TEXT EXCERPT:
####

Mount Alberta is a mountain located in the upper Athabasca River Valley of Jasper National Park, Alberta, Canada. J. Norman Collie named the mountain in 1898 after Princess Louise Caroline Alberta. It is the most difficult of the 11,000ers from a climbing point of view.

Mount Alberta is the fifth-highest peak of the Canadian Rockies and the third highest in Alberta. It is situated  southeast of the town of Jasper, just beyond the Northern extent of the Columbia Icefield. According to the Climber's Guide, Mount Alberta is "One of the finest peaks in the Rockies, a singular uplift that is difficult on all sides."

####

REQUIRED WORK:
1. Can you set down the Mount Alberta passage word for word, everything from "Mount Alberta is a" down to "point of view."?
2. Could you pull out every one of the records and reproduce each line precisely?
The Mount Alberta passage and the records that come after it are unrelated material.

####

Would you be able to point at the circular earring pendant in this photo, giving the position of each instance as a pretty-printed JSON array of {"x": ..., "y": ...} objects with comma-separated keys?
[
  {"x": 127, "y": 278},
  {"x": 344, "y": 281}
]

####

ANSWERS FOR THE EXERCISE:
1.
Mount Alberta is a mountain located in the upper Athabasca River Valley of Jasper National Park, Alberta, Canada. J. Norman Collie named the mountain in 1898 after Princess Louise Caroline Alberta. It is the most difficult of the 11,000ers from a climbing point of view.

2.
Would you be able to point at the circular earring pendant in this photo, giving the position of each instance as a pretty-printed JSON array of {"x": ..., "y": ...} objects with comma-separated keys?
[
  {"x": 127, "y": 278},
  {"x": 344, "y": 281}
]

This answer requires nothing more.